→ Exercise instructions
Convert each line of every item below into a JSON list of strings, one string per line, omitting blank lines and leaving the pictures out of the answer.

→ Data in this exercise
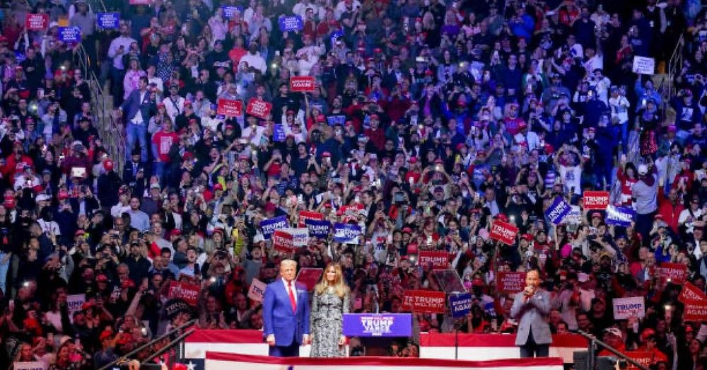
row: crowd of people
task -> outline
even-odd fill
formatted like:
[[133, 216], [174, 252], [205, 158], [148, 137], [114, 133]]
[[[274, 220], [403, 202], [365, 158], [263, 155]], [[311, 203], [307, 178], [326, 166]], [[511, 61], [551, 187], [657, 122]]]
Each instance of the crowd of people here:
[[[84, 0], [0, 8], [0, 364], [100, 366], [192, 318], [262, 329], [249, 288], [291, 258], [336, 262], [351, 312], [405, 312], [406, 291], [442, 289], [419, 253], [443, 251], [471, 312], [415, 313], [392, 356], [416, 356], [421, 331], [515, 331], [496, 277], [537, 270], [553, 333], [704, 369], [707, 327], [683, 320], [684, 284], [658, 273], [682, 264], [705, 291], [699, 1], [105, 3], [113, 29]], [[62, 40], [67, 25], [80, 44]], [[636, 57], [655, 74], [634, 73]], [[124, 156], [98, 134], [86, 73], [110, 84]], [[292, 76], [315, 88], [291, 91]], [[269, 110], [246, 113], [251, 100]], [[588, 190], [633, 209], [629, 225], [585, 209]], [[551, 222], [559, 197], [579, 216]], [[260, 223], [297, 227], [305, 211], [362, 234], [274, 248]], [[519, 229], [511, 243], [490, 237], [498, 221]], [[645, 316], [614, 320], [612, 299], [631, 296]]]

→ Task solution
[
  "row: crowd of people",
  "task -> outline",
  "even-odd fill",
  "formatted like:",
  "[[133, 216], [174, 252], [205, 158], [148, 137], [114, 133]]",
  "[[[274, 220], [403, 202], [365, 158], [263, 155]], [[311, 203], [307, 178], [326, 166]], [[511, 61], [551, 187], [657, 122]]]",
  "Each instance of the crowd of people here:",
  "[[[84, 0], [0, 8], [0, 364], [100, 366], [192, 318], [262, 329], [249, 288], [291, 258], [336, 262], [351, 312], [405, 312], [406, 291], [442, 289], [419, 253], [443, 251], [471, 312], [415, 313], [392, 356], [416, 356], [421, 331], [515, 331], [496, 277], [537, 270], [553, 333], [704, 369], [707, 327], [683, 320], [684, 284], [658, 273], [682, 264], [705, 291], [699, 1], [105, 3], [113, 29]], [[62, 40], [67, 25], [80, 44]], [[636, 57], [655, 74], [634, 73]], [[124, 156], [98, 134], [86, 73], [110, 84]], [[292, 76], [315, 88], [291, 91]], [[269, 110], [246, 113], [251, 100]], [[588, 190], [633, 209], [629, 225], [585, 209]], [[551, 222], [559, 197], [579, 216]], [[260, 223], [297, 227], [305, 211], [362, 234], [274, 248]], [[519, 229], [511, 243], [490, 237], [498, 221]], [[645, 316], [614, 320], [612, 299], [631, 296]]]"
]